| Given request |
Copy out every line of the listing below that contains the word "yellow".

| Listing |
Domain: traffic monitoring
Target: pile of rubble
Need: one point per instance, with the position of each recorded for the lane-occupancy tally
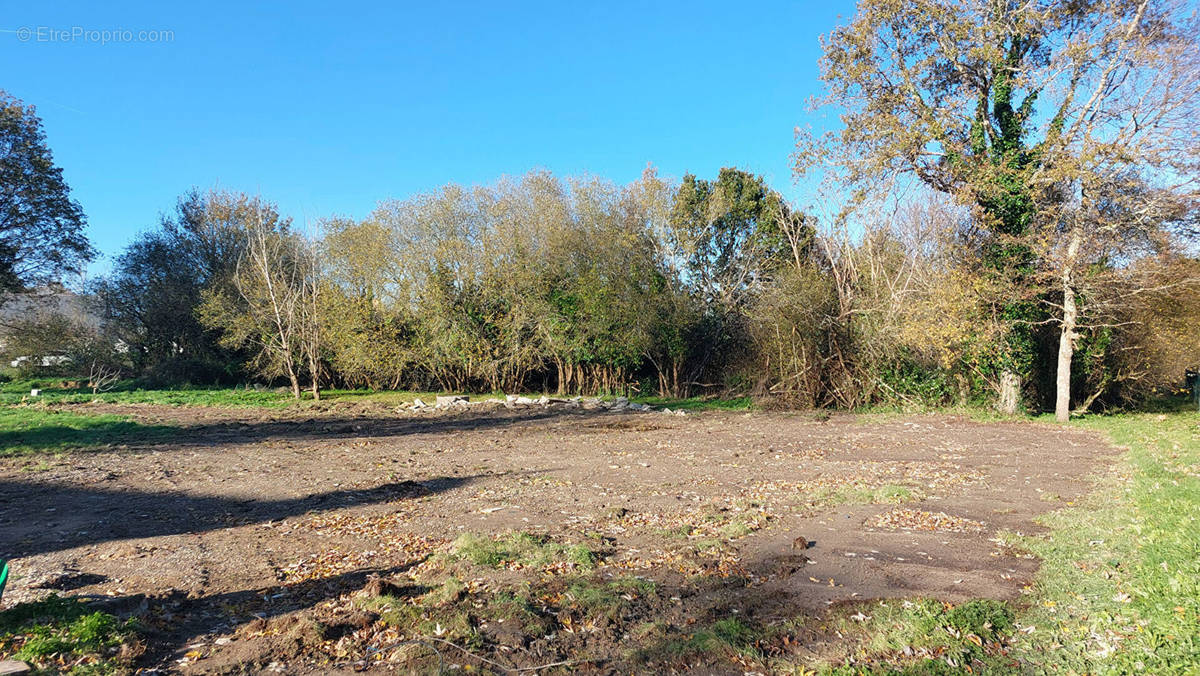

...

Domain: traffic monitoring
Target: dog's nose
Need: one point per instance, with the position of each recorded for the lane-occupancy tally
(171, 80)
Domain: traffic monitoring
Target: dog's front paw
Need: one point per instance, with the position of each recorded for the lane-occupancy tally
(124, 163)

* * *

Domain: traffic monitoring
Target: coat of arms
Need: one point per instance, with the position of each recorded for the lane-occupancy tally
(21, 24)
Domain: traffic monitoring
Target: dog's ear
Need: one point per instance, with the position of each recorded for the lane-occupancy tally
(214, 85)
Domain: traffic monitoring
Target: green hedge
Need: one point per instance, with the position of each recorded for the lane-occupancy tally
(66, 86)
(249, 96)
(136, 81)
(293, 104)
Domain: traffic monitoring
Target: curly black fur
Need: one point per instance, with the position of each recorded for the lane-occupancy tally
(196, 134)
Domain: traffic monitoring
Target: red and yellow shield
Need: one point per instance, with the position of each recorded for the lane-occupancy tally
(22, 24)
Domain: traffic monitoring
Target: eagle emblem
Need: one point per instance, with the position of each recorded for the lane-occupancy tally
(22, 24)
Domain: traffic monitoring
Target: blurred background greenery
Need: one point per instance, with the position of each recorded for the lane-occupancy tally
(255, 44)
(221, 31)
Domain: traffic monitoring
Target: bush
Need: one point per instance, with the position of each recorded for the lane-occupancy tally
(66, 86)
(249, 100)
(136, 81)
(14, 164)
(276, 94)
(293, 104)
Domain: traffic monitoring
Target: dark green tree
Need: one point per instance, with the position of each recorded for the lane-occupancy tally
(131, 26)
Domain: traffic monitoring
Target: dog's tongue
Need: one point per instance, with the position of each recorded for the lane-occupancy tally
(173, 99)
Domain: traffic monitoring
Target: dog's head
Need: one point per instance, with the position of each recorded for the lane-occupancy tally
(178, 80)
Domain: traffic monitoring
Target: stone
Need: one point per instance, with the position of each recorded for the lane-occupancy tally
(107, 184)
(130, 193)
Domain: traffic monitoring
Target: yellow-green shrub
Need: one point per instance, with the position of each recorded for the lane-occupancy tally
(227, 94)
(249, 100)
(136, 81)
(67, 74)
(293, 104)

| Solution for this task |
Target: red and yellow shield
Target: yellow-green shrub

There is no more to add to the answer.